[Natural-language object grounding data]

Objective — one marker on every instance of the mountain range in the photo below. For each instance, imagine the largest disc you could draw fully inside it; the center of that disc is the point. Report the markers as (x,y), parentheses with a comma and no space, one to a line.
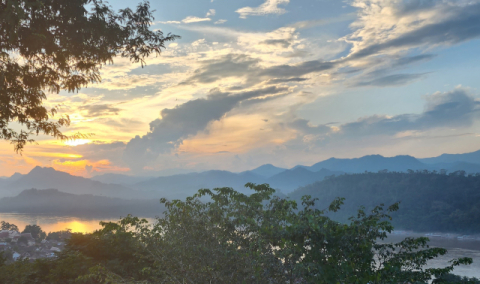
(183,185)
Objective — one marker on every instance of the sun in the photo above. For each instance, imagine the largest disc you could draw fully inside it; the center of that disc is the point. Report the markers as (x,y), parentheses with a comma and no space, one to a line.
(77,142)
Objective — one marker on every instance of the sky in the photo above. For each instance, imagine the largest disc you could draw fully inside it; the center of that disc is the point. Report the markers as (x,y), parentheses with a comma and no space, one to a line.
(284,82)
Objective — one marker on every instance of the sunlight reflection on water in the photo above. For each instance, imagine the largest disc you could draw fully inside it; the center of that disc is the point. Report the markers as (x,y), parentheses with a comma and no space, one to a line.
(56,223)
(456,249)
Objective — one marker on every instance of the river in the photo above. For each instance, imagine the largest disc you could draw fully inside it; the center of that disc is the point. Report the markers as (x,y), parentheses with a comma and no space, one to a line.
(456,248)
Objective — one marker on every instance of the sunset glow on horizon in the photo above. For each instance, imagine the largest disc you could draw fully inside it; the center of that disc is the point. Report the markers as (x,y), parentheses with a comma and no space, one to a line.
(286,84)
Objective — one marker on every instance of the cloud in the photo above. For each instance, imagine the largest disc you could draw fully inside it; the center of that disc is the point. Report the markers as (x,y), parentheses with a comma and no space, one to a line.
(210,12)
(269,7)
(410,25)
(170,22)
(100,110)
(221,21)
(243,66)
(177,124)
(193,19)
(391,80)
(453,109)
(280,42)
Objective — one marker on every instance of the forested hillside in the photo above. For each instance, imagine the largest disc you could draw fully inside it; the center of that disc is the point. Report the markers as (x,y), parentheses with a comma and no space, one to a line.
(429,201)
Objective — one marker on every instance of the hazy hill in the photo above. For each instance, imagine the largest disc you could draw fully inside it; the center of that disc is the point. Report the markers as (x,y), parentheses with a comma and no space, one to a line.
(181,186)
(429,202)
(289,180)
(44,178)
(52,201)
(120,179)
(267,170)
(372,163)
(473,158)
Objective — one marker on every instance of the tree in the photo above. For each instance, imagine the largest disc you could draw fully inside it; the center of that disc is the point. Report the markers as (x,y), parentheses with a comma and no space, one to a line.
(36,231)
(8,226)
(223,236)
(54,45)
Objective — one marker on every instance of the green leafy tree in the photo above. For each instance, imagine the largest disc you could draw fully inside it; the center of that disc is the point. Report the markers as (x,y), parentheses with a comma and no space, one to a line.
(54,45)
(37,233)
(223,236)
(259,238)
(8,226)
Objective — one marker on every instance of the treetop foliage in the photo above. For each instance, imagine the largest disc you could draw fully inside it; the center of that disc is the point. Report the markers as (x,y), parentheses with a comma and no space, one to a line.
(238,238)
(430,201)
(54,45)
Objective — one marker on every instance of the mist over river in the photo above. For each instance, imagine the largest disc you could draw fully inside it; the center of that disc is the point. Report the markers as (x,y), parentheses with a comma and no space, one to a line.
(456,248)
(50,223)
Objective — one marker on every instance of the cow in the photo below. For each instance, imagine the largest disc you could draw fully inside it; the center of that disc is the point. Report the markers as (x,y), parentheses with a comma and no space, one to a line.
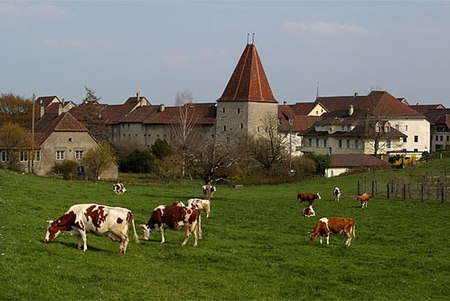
(202,204)
(208,191)
(174,216)
(101,220)
(363,199)
(308,211)
(337,193)
(336,225)
(308,197)
(119,188)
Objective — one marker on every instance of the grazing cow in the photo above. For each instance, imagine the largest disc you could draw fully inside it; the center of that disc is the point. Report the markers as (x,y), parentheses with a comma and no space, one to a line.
(337,193)
(208,191)
(174,216)
(363,199)
(98,219)
(336,225)
(119,188)
(201,204)
(308,211)
(308,197)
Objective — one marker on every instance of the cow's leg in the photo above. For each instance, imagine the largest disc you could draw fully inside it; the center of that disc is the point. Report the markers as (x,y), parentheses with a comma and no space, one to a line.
(188,234)
(83,240)
(161,230)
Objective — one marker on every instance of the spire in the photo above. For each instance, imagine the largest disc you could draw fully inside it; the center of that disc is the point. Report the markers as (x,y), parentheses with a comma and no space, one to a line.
(248,81)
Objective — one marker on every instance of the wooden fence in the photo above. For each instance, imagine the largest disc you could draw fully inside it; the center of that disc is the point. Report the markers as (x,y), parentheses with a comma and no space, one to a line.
(437,190)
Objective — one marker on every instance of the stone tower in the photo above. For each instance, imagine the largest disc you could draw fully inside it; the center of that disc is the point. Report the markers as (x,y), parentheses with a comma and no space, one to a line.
(247,101)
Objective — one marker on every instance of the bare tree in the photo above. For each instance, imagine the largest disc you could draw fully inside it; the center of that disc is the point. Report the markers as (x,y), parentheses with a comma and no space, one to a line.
(183,126)
(15,140)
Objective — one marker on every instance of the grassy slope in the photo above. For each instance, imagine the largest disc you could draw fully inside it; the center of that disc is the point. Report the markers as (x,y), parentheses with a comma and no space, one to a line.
(255,245)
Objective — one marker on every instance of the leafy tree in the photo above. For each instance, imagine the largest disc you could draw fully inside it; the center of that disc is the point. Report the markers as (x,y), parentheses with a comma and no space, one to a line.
(270,149)
(138,162)
(161,149)
(90,96)
(98,159)
(15,109)
(14,139)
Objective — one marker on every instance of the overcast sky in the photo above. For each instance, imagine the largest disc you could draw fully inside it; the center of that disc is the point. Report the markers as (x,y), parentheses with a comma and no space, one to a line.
(159,48)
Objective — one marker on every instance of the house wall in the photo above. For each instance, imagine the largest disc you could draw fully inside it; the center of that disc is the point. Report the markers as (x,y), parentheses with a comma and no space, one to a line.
(419,128)
(69,143)
(440,138)
(335,171)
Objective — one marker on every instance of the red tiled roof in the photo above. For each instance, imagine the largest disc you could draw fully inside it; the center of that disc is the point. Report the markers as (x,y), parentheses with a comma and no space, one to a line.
(379,103)
(356,160)
(248,81)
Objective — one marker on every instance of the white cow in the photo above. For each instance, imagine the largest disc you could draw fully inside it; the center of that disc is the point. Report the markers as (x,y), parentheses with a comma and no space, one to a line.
(98,219)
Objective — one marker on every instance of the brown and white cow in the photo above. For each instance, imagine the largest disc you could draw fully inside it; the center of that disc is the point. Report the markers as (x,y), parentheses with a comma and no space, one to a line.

* **The problem**:
The records above must be retyped exactly. Please omit the pictures.

* **Answer to the exercise**:
Objective — one marker on every instance of the mountain range in the photo below. For each instance, imagine the largest disc you could draw fully inside it; the center of that disc is the point. Report the markers as (x,y), parentheses with a comma and no space, one to a line.
(183,185)
Objective — one marker on every instance of the sun in the photo above. For each instance, imagine the largest disc you could draw fully inside it; the center of that disc is the point. Report the markers as (x,y), parentheses with a comma and no space, one to a line.
(77,142)
Objective — one marker on every instance of the sky in the photo above. For each instance, imagine the largest disc you could draw fully inside it; the center of that disc is the point. Report the markers as (x,y), parentheses with a comma and no space, one to a line.
(284,82)
Objective — one marker on every instance of the sunlight reflection on water in the photo above. For each instance, imagine the largest disc you could draw fully inside it; the center of that disc is the point. Report the markers as (x,y), parentheses with a comma and no space, one to a line.
(56,223)
(456,249)
Objective — one marker on every instance of the river in the photo above. For each instance, imagine the largest disc you could draw fully inside it; the center of that disc is the point. Report the markers as (x,y), parentheses with a comma and no space, one to a line.
(456,248)
Objective — one marker on every instance of the sunset glow on horizon in the photo above. For each instance, imagine the largest disc you could draw fully inside it; the center of that disc is the point. Report the markers as (x,y), parentheses with a comma and no space, one to a line.
(286,84)
Objective — one marker on every instance of the cloud in the photo above. For each instance, imagine the largest disc you could draw fully inside it; the center of that disc is the point. Report the markers as (x,y), parentheses with a comma and no space, one to a line.
(210,12)
(269,7)
(410,25)
(170,22)
(100,110)
(221,21)
(243,66)
(177,124)
(193,19)
(391,80)
(453,109)
(280,42)
Objective — one marker on every instance of the forested hillside in the photo above. For each instance, imagine the largest disc you could draw fully inside it; the center of that disc is the point. Report the markers as (x,y), parentheses with a comma and no space, one to a line.
(429,201)
Objective — one marker on every instance of the hazy hill in the photo above. For each instance, imagine the largest disc you could draw fully inside it; the center of that disc is the point. Report the markers as (x,y), parentheses with a comma and no space, one to a line.
(181,186)
(429,202)
(289,180)
(44,178)
(52,201)
(120,179)
(267,170)
(372,163)
(473,158)
Objective — one marker on every instance of the tree in the photo above. For each instance, imagine the largest disc you could draw fully inside it; the center of that disc is the point. Report the markers as (x,y), parentheses with a comma and no space, one to a line.
(36,231)
(8,226)
(223,236)
(54,45)
Objective — one marker on every instance of the green leafy tree in the photo above. For each instance, imagine the largest disc you could draw fully inside it; the center of that disc is the point. Report the markers as (x,y), parentheses with a comma and no space, one to a line.
(54,45)
(37,233)
(223,236)
(259,238)
(8,226)
Objective — one marker on every instance of the treetop foliage in the photo above. For each instance, imagine the largest disc you could draw fully inside it; the center of that disc is the point. Report the markers as (x,y), parentheses with a comma and no space, one to a line.
(238,238)
(430,201)
(54,45)
Objective — one marker on every instance of the mist over river in the photo above. For each instance, imagine the largest disc you could draw fully inside it; the center of that disc is the point. Report the markers as (x,y), parentheses with a comma and no space, one to a line.
(456,248)
(50,223)
Objective — one marker on every instance of the cow in the photo below. For each instance, imagine the largest disc you could draw fully inside it; the center of that disc is the point. Report the markers as (x,y), parentheses with a comma and no space, one to a line.
(202,204)
(208,191)
(174,216)
(101,220)
(363,199)
(308,211)
(337,193)
(336,225)
(308,197)
(119,188)
Objective — one marker on every instance of the grazing cow in the photo above. For each instance, imagine the largest disc you could draw fully inside it; the center of that disc is the point. Report the markers as (x,y), parentheses with a comma and no space, one to a line.
(337,193)
(208,191)
(174,216)
(363,199)
(98,219)
(336,225)
(119,188)
(201,204)
(308,211)
(308,197)
Objective — one marker on every instance of the cow's leg in the photo above. For each instance, imagine the largest disc you could draw fully inside it; the center of that disc is the point. Report the markers as (x,y), parentheses with a comma and no space, one to a line.
(188,234)
(83,240)
(161,230)
Objective — one marker on every instance of the spire in the photo above. For each instance, imagine the largest disc you could draw fully inside it; the center of that disc is the point. Report the markers as (x,y), parentheses with a comma and no space, one to a line.
(248,81)
Objective — one marker on every instance of the wooden fence in the photo above. For each instance, imagine the largest disc you could draw fully inside it; the center of that disc is the point. Report the markers as (x,y), parentheses with a comma and no space, one to a line.
(437,190)
Objective — one marker on every instance of the stone tower in the photo above. For each instance, imagine the largest disc you could draw fully inside it; the center of that disc is the point. Report the markers as (x,y), parentheses with a comma and no space, one to a line.
(247,101)
Objective — one marker on every instance of the bare tree in the photo above. For each instance, imagine the largest disc you could draw fully inside it; the center of that disc is the point. Report the markers as (x,y), parentheses with a comma and no space, one to a line.
(183,126)
(15,140)
Objective — one marker on every instance of the grassy slope in the photo above. For each instance, imagine the largest disc you could draw fully inside it; the center of that disc is the point. Report the markers as (x,y), parentheses with a comma and no space, one to a line.
(255,245)
Objective — one marker on every instance of the leafy tree in the photo above. For each instance, imagine the largest disc you could draw fully inside it; the center of that disc is the point. Report the markers as (x,y), parentheses with a comma and no space, one to a line.
(270,149)
(138,162)
(161,149)
(90,96)
(98,159)
(15,109)
(14,139)
Objective — one marker on every instance of the overcast sky in the photo above. For each instance, imagine the largest disc you could draw fully inside it; the center of that disc is the point. Report the markers as (x,y), parentheses with a comma and no space, one to a line.
(159,48)
Objective — one marker on every instance of the house wall in the photo above. For each instance, imagine the largest disc you could draw fully inside it; the center of that disc is the point. Report the markers as (x,y), parentheses with a comma and no space, one to a line.
(419,128)
(69,143)
(440,138)
(335,171)
Objective — one marker on every instance of the red tiled roof in the photo above. For each instance, imagine the largest disc you could draw fully inside it; the center of that disc is the point. Report the markers as (x,y), parentheses with a comma and no space, one to a line.
(379,103)
(356,160)
(248,81)
Objective — one marker on every instance of the white cow in the photo above. For each instance, imagine the largest disc you could draw fully inside it; the center of that disc is the point. Report the markers as (x,y), parentheses with a comma and no space, one to a line.
(98,219)
Objective — one marker on every instance of the brown and white cow in the photo above. For each instance, imagine the largest disc you could draw fully inside it; the center of that disc is the point. Report the markers as (x,y), parentheses with a comma and no space, one to a line.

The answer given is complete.